Extracto del documento:
Policarpo parece abogar por una ruptura más clara entre la jerarquía de la Iglesia Católica y las autoridades políticas, siguiendo el ejemplo de obispos como monseñor Romero en El Salvador105. Sin embargo, la jerarquía optaba por mantener un delicado equilibrio que se hacía especialmente visible en actividades como los Te Deum. En esta celebración, se juntaban en la catedral de Santiago “el poder moral, espiritual y de influencias” de la Iglesia Católica, con el “poder político, económico y armado” de la Dictadura: “ambos se oponen y ambos se temen; ninguno quiere perder su cuota de poder. El Cardenal se atreve a la vez que se cuida; bendice y critica; la dictadura concurre, pero omite por temor, la difusión del acto en vivo y en directo para presentar horas más tarde por los medios que controla, solo las partes que estima convenientes”106.
Siguiendo a monseñor Jorge Hourton, Policarpo critica la ambigüedad de la jerarquía eclesiástica, que por un lado acepta al régimen militar como legítimo, pero pone condiciones que el mismo régimen no había cumplido a lo largo de los años107. La incompatibilidad entre la práctica del Gobierno y la praxis cristiana se hacía evidente con especial dramatismo en la violación sistemática de los derechos humanos, que llevaba a Policarpo a afirmar que “la efectiva temperatura de las relaciones Iglesia-Régimen Militar, hay que tomarla en los sótanos de la CNI”108. Frente a estas dramáticas circunstancias, Policarpo espera un pronunciamiento más claro de los obispos a favor de la causa de los pobres y perseguidos. El periódico propone como camino demostraciones de no-violencia activa protagonizadas por los pastores y junto al pueblo de Dios. Si no hay actuaciones más claras, puede llegar el momento en que la Iglesia tenga que admitir que la insurrección armada del pueblo se convierta en la única vía legítima para derrocar a la Dictadura109.
Policarpo y la mirada a Latinoamérica
Si bien la mayoría de los artículos de Policarpo se ocupan de la realidad política y eclesial chilena, la revista clandestina dedica algunos de sus artículos a comentar la situación latinoamericana, y en especial la situación política y eclesial de Centroamérica. Para hacerlo, reproduce artículos de distintas fuentes internacionales, además de algunos de elaboración propia, en los que se entreteje el acontecer político con el comentario a la realidad eclesial, marcada por la presencia activa y políticamente relevante de sectores liberacionistas del catolicismo entre los movimientos populares y revolucionarios centroamericanos.

Extracto de la fuente:
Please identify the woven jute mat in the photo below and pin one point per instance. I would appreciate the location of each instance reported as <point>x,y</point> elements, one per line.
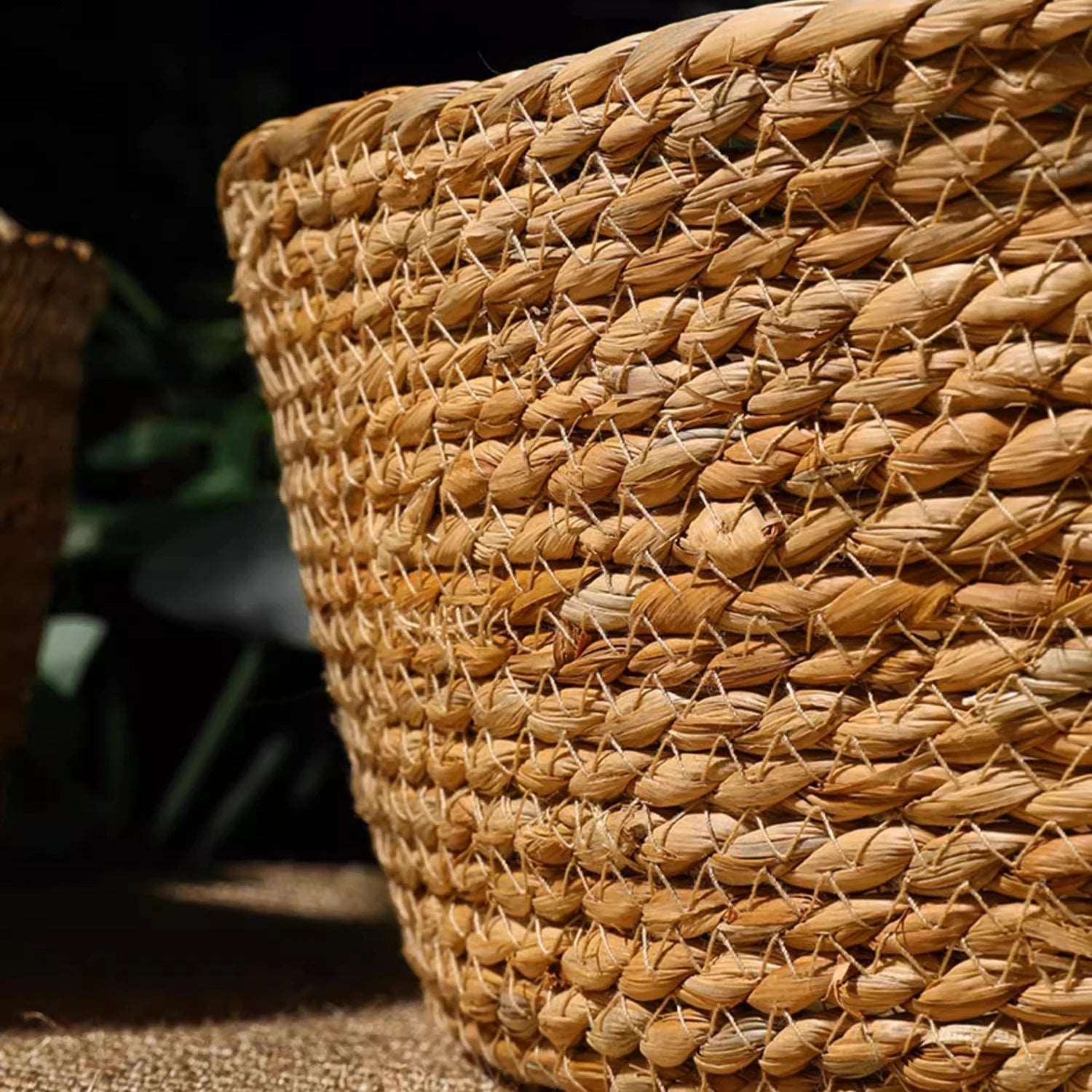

Requisitos del ejercicio:
(1) Responda, según el fragmento sobre Policarpo:
(a) ¿Qué obispo de El Salvador se menciona como ejemplo?
(b) ¿En qué catedral se reunían los poderes durante los Te Deum?
(c) ¿Qué camino propone el periódico frente a las dramáticas circunstancias?
(2) Enumere todos los tipos de poder que la cita sobre el Te Deum, en el fragmento sobre Policarpo, atribuye a la Iglesia Católica y a la Dictadura.

Respuestas del ejercicio:
(1)
(a) Monseñor Romero.
(b) En la catedral de Santiago.
(c) Demostraciones de no-violencia activa protagonizadas por los pastores y junto al pueblo de Dios.

(2)
Iglesia Católica: moral, espiritual y de influencias.
Dictadura: político, económico y armado.